Its last official “tantrum” was in 1917 and, since then, it has become a
national park - a good place to spend a day seeing the sulfur hot springs, or
climbing to the top of the 10,448 foot volcano to look out over Lake Almanor,
which lies at the volcano’s base.
Lake Almanor is
currently one of the largest man-made lakes in the
State of California and is sometimes referred
to as the “Gateway to the Lassen
Volcanic National
Park”. Located in Plumas
County, where 1,000 of the 1,600 acres
in this county are unspoiled national forest land, Lake Almanor
sits against a backdrop of gorgeous mountain scenery. The lake itself offers
swimming and boating, water skiing, hiking, biking and camping. Fishing in Lake Almanor
is available year round and is excellent, especially in spring for salmon and
trout. There are several other streams and rivers in the Lake
Almanor area, including the Middle
Fork of the Feather River, which has been named a National Wild & Scenic River.
Before there was a Lake Almanor,
the Maidu Indians called the area "oy-ding-koyo", or Big Meadows -
the lush, bountiful land at the foot of the volcano where evil spirits dwelled.
For a number of centuries the Maidu took from and repaid the land for their
living, surviving the Sierra winters by migrating to lower elevations.
Spanish explorer Luis Arguillo
was the first European to enter Feather River
- named for the feathers floating on the waters. He was followed by a
scattering of trappers and lone mountain men until 1848, when Peter Lassen led
a party bound for California via a "short
cut" from the Oregon trail
that wound through Big Meadows. These parties were shortly
thereafter followed by other seekers of the “new land out west”:
ranchers, dairymen, farmers and miners, who recognized the varied riches of the
area and saw no need to travel further.
Mountain streams, abundant hunting and fishing and the cool summer climate brought
vacationers from the Sacramento
Valley long before there
was a lake. Since the 1860s, travelers have come to Big Meadows from the hot
valleys and busy cities to spend weeks or months. Julius Howells, a geology
student from Harvard
University, visited the
area in the early 1880's. When he returned in 1901 again,
he envisioned the hydro-electric potential of the Feather
River and convinced Edwin Earl and Guy C. Earl, of the Great
Western Power Company, to finance the building of a dam. In 1914
the first dam was completed and Big Meadows became the bed of Lake Almanor,
named for Guy Earl's three daughters, Alice; Martha; and Eleanor.

Dataset extract
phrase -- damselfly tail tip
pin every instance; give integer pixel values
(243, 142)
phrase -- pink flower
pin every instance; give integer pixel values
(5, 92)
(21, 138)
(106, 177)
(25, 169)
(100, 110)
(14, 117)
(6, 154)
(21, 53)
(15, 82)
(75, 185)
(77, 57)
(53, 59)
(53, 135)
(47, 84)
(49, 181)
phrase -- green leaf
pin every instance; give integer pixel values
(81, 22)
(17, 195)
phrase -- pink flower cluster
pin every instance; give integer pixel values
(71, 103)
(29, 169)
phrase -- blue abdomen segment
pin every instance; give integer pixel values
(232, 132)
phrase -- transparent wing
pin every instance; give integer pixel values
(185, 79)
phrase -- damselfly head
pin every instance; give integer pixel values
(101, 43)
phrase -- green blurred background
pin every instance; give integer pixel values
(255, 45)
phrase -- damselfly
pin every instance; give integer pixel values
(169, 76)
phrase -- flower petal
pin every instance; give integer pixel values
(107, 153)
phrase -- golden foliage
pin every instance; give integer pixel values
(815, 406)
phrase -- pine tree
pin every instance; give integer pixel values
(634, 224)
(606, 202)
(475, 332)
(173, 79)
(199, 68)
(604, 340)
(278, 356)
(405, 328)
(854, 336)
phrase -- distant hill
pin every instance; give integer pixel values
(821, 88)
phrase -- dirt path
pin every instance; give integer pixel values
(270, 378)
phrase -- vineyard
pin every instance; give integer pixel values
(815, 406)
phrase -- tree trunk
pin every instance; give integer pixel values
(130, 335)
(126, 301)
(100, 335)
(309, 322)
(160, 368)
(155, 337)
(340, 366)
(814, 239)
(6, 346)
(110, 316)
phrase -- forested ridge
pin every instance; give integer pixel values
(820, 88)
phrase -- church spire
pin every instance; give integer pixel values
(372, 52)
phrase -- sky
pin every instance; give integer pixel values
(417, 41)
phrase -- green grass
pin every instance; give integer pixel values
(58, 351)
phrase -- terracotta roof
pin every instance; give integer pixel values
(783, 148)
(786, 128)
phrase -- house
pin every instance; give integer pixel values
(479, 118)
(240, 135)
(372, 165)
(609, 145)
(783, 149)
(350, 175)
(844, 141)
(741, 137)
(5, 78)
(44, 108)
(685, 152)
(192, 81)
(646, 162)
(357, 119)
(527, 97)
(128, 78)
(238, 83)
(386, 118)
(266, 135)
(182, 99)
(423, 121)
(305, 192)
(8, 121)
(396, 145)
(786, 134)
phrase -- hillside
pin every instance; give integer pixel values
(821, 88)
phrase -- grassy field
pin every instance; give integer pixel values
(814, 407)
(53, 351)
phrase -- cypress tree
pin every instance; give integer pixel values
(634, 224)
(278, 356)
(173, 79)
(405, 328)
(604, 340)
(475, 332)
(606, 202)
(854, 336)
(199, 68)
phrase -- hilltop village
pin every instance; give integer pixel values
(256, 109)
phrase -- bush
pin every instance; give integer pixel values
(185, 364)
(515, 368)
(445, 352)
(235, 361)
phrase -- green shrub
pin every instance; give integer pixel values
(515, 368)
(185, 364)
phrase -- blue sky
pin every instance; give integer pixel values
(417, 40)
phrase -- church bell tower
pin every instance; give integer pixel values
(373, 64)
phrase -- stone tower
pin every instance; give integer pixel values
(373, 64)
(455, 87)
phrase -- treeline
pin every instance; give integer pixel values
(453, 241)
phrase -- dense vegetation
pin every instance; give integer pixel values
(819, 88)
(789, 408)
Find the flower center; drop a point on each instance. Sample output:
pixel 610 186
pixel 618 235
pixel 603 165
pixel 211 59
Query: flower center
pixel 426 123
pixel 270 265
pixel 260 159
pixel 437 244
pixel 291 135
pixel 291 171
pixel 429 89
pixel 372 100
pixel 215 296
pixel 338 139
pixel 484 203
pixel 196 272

Tasks and exercises
1 - In the Lake Almanor text, whom was the lake named for?
2 - According to the Lake Almanor text, why did the ranchers, dairymen, farmers, and miners who followed Peter Lassen's party stay in the Big Meadows area?

Written answers
1 - Guy Earl's three daughters, Alice, Martha, and Eleanor.

2 - They recognized the varied riches of the area, so they saw no need to travel further.